■ PASSAGE PROVIDED:

......

Independent research in several Western countries show that desire or lack of desire is the biggest sexual problem for most people. Also for men.
Bente Træen, a Norwegian sexologist, also challenges the common sense that men’s biggest problem is the ability to get an erection.
“If a man struggles to get an erection, it is not certain that there is medical treatment or therapy that focuses on the ability of erection that is the way to treat. If the man consciously or subconsciously isn’t in the mood, it’s no wonder that the penis does not get stiff.”
Ms. Træen has been working on a study that addresses the lack of desire and changes in mens’ lust patterns. The reactions she’s getting from men on this project show how taboo it is for men to talk about these things.
“There is an alarmingly large number of men that now are saying they have lost the desire for sex. And these men suffer in silence. A man is not supposed to not feel desire, and this is certainly not something you can talk to your friends about. What kind of men would they be then?”
Ms. Træen says she is worried about peoples’ overall sexual health given this great lack of lust.
“This is so big that I want to classify it as a public health issue. There are many reasons why sexual desire disappears; you get older, you take medication, undergo extensive surgeries and so on.”
If you ignore these ‘natural’ reasons, there are still disturbingly many; more than 30 percent of women and about 6 percent of men between the ages of 18 and 29, who report lust problems which are so big that they have an negative effect on their quality of life.
Twenty years ago, men were not asked about what worried them. It was assumed that men wanted to have sex, and that their biggest issue was that they just ‘couldn’t get it up’.
What can be a challenge for men is that their sexuality seems to be at a standstill unlike the women who seem to have a more adaptable sexuality. Women have been accustomed to adjust to the man’s and society’s wishes and needs, while the man has been able to hold on to his sexuality. Now that society is changing at an ever faster rate, the theory is that women are able to adapt themselves while the men are at a stand-still.
“Men no longer have control over what’s going on and they do not like it. These new generations of sexual partners demand more from men, and men have this new pressure to perform making some men just give up. They just can not deal with the demands and give up on their desire altogether.”
The fact that men aged 40 to 50 stride to maintain the same sexual drive as their sometimes much younger partners, might evoke a feeling of inadequacy and they give up on having an active sex life.
This text has previously been published in the Norwegian magazine Cupido.

......

■ ENTRIES SUPPLIED:
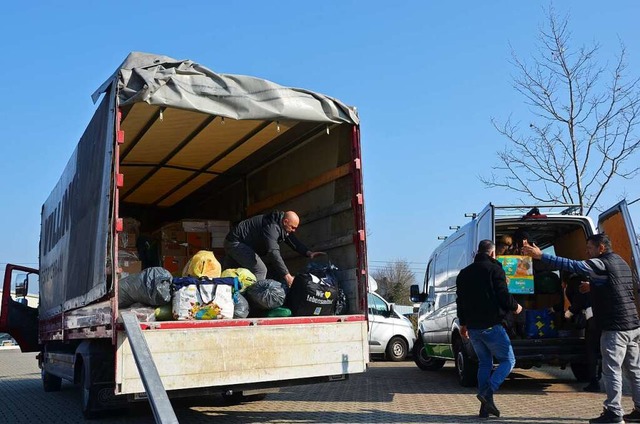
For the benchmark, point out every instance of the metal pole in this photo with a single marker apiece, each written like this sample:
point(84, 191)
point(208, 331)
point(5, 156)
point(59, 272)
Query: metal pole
point(158, 398)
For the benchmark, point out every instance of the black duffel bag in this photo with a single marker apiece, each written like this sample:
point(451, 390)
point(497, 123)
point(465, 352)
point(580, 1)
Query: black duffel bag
point(309, 296)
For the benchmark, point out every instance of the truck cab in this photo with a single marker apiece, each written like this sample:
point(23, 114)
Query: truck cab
point(562, 234)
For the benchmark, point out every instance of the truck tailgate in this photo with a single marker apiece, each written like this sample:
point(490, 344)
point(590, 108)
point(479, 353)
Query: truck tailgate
point(231, 352)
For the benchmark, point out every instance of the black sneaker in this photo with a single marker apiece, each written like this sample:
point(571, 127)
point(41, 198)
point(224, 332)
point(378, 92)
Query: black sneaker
point(607, 417)
point(593, 387)
point(486, 398)
point(633, 417)
point(483, 414)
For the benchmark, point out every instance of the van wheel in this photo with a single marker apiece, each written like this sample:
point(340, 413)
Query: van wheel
point(580, 371)
point(467, 370)
point(422, 360)
point(50, 382)
point(397, 349)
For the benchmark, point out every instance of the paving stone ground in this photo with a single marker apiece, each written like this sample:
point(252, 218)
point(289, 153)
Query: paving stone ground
point(388, 393)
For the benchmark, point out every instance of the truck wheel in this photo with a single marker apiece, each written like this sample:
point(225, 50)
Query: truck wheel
point(397, 349)
point(87, 395)
point(422, 360)
point(50, 382)
point(236, 398)
point(580, 371)
point(467, 370)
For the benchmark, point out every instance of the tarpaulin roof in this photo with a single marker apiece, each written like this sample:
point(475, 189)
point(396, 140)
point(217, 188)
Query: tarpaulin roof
point(183, 84)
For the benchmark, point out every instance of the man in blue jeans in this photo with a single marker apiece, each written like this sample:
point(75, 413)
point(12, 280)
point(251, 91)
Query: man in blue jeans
point(483, 301)
point(614, 309)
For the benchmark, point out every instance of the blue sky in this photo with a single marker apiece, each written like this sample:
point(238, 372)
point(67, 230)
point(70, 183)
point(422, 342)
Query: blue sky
point(426, 78)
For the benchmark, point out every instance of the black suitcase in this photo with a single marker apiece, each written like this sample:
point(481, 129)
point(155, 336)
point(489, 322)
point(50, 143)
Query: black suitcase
point(308, 297)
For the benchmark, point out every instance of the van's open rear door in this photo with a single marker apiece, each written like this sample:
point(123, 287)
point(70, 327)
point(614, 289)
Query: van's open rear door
point(16, 317)
point(616, 223)
point(485, 226)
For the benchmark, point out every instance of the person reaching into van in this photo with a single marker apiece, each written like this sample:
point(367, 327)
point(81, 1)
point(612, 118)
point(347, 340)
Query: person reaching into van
point(255, 244)
point(614, 309)
point(503, 245)
point(483, 300)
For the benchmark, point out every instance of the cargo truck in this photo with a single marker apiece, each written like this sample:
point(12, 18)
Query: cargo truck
point(172, 140)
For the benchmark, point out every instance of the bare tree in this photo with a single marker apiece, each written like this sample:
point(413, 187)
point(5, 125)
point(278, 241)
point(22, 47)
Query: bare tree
point(583, 129)
point(394, 280)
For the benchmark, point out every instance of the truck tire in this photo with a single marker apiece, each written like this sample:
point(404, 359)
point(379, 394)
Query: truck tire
point(236, 398)
point(580, 371)
point(397, 349)
point(422, 360)
point(50, 382)
point(465, 367)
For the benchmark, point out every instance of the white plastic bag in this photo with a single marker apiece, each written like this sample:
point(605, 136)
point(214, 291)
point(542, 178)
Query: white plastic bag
point(196, 299)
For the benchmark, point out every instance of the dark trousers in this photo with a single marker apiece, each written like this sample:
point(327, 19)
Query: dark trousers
point(592, 340)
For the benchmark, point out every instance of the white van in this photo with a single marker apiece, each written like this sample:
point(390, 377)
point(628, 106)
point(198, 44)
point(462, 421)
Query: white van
point(390, 333)
point(563, 234)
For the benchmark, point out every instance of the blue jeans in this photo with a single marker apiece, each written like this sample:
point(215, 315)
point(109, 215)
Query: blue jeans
point(489, 343)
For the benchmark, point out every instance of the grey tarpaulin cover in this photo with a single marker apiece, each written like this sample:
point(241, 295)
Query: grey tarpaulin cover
point(163, 81)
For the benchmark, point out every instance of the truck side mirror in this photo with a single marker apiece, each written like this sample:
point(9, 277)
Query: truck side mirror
point(415, 295)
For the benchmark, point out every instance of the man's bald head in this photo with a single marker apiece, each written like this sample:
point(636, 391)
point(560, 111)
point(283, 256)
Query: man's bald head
point(290, 221)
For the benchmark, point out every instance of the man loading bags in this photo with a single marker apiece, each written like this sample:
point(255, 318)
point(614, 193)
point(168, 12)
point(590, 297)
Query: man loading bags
point(255, 244)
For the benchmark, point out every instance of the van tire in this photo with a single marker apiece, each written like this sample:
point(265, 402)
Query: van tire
point(422, 360)
point(50, 382)
point(397, 349)
point(580, 371)
point(466, 369)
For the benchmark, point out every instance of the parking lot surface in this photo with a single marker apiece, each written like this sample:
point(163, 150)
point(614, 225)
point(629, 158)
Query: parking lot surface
point(388, 393)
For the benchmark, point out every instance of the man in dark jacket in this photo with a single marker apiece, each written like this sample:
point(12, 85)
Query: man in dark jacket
point(255, 244)
point(614, 309)
point(483, 301)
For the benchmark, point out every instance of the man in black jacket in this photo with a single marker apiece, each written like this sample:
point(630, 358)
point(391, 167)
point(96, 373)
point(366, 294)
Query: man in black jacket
point(255, 244)
point(614, 309)
point(483, 301)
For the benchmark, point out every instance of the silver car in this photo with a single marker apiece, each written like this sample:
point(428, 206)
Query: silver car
point(390, 333)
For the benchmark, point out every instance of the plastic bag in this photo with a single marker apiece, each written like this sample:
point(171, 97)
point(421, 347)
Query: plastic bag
point(241, 307)
point(266, 294)
point(246, 277)
point(150, 287)
point(195, 298)
point(202, 264)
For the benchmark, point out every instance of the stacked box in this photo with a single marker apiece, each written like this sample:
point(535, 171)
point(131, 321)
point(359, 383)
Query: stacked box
point(130, 231)
point(218, 230)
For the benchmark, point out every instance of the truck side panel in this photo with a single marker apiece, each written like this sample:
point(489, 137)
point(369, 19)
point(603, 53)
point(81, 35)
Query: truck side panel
point(224, 356)
point(75, 221)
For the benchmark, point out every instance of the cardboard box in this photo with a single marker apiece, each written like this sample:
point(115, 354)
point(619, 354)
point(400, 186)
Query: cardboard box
point(174, 264)
point(199, 241)
point(169, 248)
point(127, 240)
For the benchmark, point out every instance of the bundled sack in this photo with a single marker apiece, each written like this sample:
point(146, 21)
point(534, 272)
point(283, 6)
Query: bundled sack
point(310, 296)
point(150, 287)
point(241, 306)
point(246, 277)
point(202, 264)
point(539, 324)
point(265, 294)
point(204, 298)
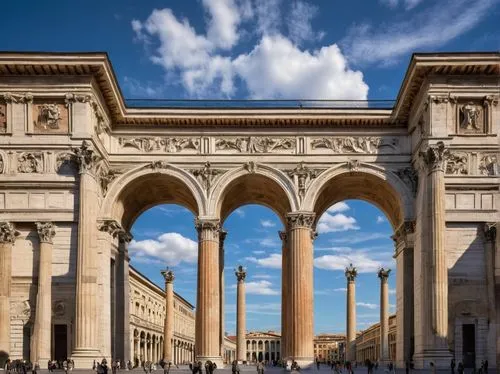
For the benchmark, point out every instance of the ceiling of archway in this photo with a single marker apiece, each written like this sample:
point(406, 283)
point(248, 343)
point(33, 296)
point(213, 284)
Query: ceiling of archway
point(148, 191)
point(364, 187)
point(254, 189)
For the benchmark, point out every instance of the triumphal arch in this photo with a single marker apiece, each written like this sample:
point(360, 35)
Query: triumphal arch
point(78, 165)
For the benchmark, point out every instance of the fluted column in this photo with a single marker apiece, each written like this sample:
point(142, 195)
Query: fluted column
point(434, 160)
point(222, 238)
point(168, 326)
point(8, 236)
point(300, 298)
point(351, 273)
point(284, 294)
point(383, 274)
point(41, 339)
point(241, 354)
point(86, 319)
point(207, 329)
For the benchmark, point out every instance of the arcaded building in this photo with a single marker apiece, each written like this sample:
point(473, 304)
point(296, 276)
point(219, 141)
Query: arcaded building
point(79, 163)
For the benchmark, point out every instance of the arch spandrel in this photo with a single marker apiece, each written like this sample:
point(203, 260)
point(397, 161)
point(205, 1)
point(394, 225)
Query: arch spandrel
point(367, 182)
point(258, 184)
point(145, 186)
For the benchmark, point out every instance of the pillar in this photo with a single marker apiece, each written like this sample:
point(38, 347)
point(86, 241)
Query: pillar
point(42, 329)
point(222, 237)
point(207, 329)
point(8, 236)
point(434, 163)
point(168, 326)
point(86, 319)
point(241, 354)
point(300, 298)
point(351, 273)
point(383, 274)
point(284, 294)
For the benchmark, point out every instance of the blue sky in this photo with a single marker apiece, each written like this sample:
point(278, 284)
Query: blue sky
point(240, 49)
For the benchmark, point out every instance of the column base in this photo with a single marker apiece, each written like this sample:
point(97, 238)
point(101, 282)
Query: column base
point(216, 359)
point(440, 357)
point(84, 358)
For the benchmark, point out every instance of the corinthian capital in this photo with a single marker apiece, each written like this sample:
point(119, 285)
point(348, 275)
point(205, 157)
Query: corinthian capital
point(434, 157)
point(46, 231)
point(8, 233)
point(300, 219)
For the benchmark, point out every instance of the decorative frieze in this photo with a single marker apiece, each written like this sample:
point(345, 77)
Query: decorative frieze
point(361, 144)
point(30, 162)
point(255, 144)
point(46, 231)
point(300, 219)
point(161, 144)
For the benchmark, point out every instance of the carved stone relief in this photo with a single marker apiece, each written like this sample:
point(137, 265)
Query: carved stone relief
point(255, 144)
point(50, 118)
point(160, 144)
point(30, 162)
point(363, 144)
point(488, 164)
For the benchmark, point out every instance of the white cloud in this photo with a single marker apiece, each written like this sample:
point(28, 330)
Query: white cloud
point(273, 261)
point(172, 248)
point(364, 262)
point(299, 22)
point(430, 28)
point(267, 223)
point(223, 23)
point(338, 222)
point(338, 207)
point(367, 305)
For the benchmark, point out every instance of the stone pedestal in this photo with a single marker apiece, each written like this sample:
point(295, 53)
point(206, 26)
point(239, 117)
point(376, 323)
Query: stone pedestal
point(168, 327)
point(7, 238)
point(351, 273)
point(42, 330)
point(300, 296)
point(207, 326)
point(86, 319)
point(241, 354)
point(383, 274)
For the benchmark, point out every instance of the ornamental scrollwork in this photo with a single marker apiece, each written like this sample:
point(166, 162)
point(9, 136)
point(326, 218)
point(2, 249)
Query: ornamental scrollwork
point(30, 162)
point(363, 144)
point(165, 144)
point(255, 144)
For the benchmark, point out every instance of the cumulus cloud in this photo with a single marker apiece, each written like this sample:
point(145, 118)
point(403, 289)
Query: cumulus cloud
point(431, 27)
point(336, 222)
point(367, 305)
point(171, 248)
point(273, 261)
point(275, 67)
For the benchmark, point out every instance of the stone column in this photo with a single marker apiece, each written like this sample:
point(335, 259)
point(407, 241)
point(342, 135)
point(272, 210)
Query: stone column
point(222, 237)
point(300, 298)
point(383, 274)
point(207, 329)
point(351, 273)
point(168, 326)
point(241, 354)
point(86, 319)
point(434, 160)
point(284, 294)
point(42, 330)
point(8, 236)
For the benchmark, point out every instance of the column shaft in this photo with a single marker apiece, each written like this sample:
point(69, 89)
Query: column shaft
point(300, 292)
point(208, 299)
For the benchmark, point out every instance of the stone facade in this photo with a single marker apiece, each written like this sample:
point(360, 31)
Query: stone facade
point(74, 155)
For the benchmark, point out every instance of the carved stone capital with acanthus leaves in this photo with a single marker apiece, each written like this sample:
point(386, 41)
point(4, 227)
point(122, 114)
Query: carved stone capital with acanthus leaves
point(300, 219)
point(46, 231)
point(8, 233)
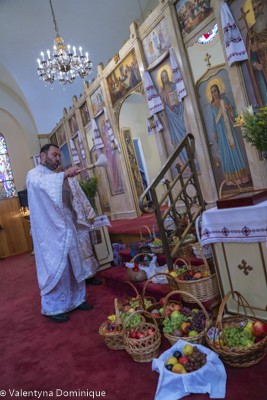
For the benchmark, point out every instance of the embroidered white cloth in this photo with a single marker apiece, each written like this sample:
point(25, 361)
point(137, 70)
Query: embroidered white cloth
point(234, 44)
point(239, 224)
point(150, 270)
point(211, 378)
point(110, 131)
point(159, 127)
point(181, 91)
point(59, 211)
point(98, 141)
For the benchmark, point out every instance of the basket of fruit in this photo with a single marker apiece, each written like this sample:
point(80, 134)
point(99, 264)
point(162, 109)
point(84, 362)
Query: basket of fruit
point(156, 309)
point(136, 302)
point(176, 271)
point(186, 324)
point(185, 369)
point(142, 341)
point(182, 250)
point(240, 340)
point(198, 281)
point(111, 330)
point(136, 269)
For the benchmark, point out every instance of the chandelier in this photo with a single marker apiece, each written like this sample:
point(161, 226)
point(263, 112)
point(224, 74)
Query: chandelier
point(64, 64)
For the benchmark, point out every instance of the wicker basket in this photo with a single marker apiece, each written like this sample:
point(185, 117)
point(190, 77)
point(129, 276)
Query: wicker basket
point(157, 306)
point(139, 298)
point(136, 276)
point(203, 289)
point(197, 339)
point(239, 357)
point(142, 350)
point(114, 339)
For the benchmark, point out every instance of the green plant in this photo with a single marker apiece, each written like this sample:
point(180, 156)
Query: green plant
point(254, 127)
point(90, 188)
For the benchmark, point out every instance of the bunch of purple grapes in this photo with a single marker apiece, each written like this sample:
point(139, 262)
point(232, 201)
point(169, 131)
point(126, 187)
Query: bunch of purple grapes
point(195, 361)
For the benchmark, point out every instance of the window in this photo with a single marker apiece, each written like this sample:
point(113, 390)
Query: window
point(208, 37)
point(7, 185)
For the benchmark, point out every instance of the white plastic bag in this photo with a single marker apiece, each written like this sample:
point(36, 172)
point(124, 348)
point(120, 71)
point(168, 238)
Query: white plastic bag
point(211, 378)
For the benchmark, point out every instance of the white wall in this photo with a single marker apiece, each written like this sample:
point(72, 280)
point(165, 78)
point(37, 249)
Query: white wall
point(135, 115)
point(17, 147)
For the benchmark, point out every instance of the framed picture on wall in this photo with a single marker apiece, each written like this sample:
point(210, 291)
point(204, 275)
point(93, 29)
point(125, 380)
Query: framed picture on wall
point(124, 78)
point(113, 156)
point(53, 139)
point(156, 42)
point(65, 157)
point(192, 13)
point(61, 135)
point(97, 100)
point(85, 114)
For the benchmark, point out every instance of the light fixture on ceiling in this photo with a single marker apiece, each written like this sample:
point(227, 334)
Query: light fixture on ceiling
point(64, 65)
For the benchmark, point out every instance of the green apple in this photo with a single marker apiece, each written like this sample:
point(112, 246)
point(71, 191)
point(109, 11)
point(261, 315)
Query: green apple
point(175, 314)
point(192, 333)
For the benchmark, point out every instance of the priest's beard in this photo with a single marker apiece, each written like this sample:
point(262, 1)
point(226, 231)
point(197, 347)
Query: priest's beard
point(49, 163)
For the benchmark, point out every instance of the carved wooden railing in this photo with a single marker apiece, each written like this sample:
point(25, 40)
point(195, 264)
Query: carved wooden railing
point(187, 175)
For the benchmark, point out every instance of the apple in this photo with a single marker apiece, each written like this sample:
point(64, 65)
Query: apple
point(161, 302)
point(183, 360)
point(172, 360)
point(192, 333)
point(178, 369)
point(188, 350)
point(259, 329)
point(140, 335)
point(175, 314)
point(249, 325)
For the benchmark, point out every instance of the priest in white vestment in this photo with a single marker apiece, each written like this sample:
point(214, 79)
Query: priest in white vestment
point(60, 214)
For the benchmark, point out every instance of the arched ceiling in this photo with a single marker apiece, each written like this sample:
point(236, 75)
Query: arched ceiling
point(26, 29)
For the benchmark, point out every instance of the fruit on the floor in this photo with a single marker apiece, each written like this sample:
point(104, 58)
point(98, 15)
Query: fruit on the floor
point(192, 333)
point(177, 354)
point(172, 360)
point(183, 360)
point(259, 329)
point(178, 369)
point(188, 350)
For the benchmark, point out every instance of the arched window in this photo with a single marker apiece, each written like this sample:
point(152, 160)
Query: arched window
point(7, 185)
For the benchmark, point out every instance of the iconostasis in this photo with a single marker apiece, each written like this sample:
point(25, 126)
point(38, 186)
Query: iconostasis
point(170, 78)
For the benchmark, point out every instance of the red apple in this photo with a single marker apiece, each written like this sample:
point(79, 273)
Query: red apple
point(259, 329)
point(162, 301)
point(183, 360)
point(140, 335)
point(168, 311)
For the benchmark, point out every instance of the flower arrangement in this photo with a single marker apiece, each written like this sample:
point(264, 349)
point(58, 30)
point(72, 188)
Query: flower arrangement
point(254, 127)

......

■ WORK ITEM:
In the text on men's loss of sexual desire, what does Bente Træen say she wants to classify the widespread lack of lust as?

■ OUTPUT:
She wants to classify it as a public health issue.